08/26/2014 03:52 pm ET Updated Oct 26, 2014

Tips for Managing your Emotional Health on Campus

We at The Jed Foundation hope everyone had a productive, enjoyable and restorative summer. As the new academic year is upon us, it is important to take a few moments to make sure that you are ready for the emotional challenges and opportunities of college life.

College is about learning and growing. In order to do this most effectively your physical and emotional health need to be in good condition. Here are some steps you can take to support your success:

Get educated about your education
Use academic advisers and get to know your professors by meeting with them during office hours. Knowing what is expected of you academically and using academic support resources will help to limit academic stress and help you to be more efficient as a student. RAs and student mentors (if your campus has a mentoring program) are also a great way to find out how things work.

Get educated about campus health resources
As a college student, you will need to take more responsibility for your health. Find out about health services and counseling services. Where are they located on campus? What services do they provide? What hours are they open? What should you do if you or a friend has a health emergency? It is a great idea to have campus public safety and emergency numbers in your phone as contacts.

Get educated about your health
If you have any health or mental health conditions already, you should know what these problems are and what you are doing to treat them (what medicines, special diet needs, or exercise/activity restrictions you may have). You should also make sure you know what health insurance you have and have a copy of the card (it is important to have health insurance-while most campuses health and counseling services are free, if you need care outside of the school services, you will need to pay for this).

Get educated about yourself
For many college students, this will be the first time that you are primarily responsible for managing your basic daily needs (sleep, food and drink, money, clothing and laundry for example) and this new-found freedom and responsibility can present some challenges.

▶ **PROVIDED MATERIAL**
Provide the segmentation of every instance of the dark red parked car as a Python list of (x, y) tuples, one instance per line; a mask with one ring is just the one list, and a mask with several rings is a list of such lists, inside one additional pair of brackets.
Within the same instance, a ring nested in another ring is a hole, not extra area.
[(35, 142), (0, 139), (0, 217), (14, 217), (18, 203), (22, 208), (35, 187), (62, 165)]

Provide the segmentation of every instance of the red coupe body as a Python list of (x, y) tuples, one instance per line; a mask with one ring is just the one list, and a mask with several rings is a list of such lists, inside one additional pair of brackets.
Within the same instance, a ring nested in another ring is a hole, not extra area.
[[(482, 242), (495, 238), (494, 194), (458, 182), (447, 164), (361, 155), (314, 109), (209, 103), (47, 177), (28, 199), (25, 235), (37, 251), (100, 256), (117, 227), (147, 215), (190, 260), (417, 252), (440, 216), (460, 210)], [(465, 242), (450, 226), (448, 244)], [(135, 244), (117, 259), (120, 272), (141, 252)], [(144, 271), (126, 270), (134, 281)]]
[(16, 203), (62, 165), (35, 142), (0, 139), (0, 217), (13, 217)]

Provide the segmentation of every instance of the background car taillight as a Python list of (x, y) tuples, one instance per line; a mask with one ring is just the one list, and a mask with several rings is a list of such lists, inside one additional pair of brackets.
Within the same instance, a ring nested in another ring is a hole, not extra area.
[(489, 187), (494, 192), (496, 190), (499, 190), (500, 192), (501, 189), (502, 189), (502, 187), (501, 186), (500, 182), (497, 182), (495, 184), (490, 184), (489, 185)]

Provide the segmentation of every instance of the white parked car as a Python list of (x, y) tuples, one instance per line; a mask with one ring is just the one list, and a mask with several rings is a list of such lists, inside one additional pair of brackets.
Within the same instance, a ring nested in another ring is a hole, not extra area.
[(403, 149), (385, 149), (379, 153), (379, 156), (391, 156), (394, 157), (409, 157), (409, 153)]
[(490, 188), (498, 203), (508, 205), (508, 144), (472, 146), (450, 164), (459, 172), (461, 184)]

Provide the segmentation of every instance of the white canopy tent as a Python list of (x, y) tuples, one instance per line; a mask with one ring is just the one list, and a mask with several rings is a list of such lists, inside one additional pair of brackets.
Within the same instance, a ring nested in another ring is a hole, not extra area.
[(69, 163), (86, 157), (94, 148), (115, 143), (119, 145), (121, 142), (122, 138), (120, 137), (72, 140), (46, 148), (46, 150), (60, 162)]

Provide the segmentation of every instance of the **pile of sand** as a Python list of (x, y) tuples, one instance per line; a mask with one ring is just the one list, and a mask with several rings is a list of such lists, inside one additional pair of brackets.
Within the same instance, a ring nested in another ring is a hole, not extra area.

▶ **THE PROBLEM**
According to the text on managing emotional health on campus, what is it a great idea to have in your phone as contacts? The rows are not needed here.

▶ **PROBLEM SOLUTION**
Campus public safety and emergency numbers.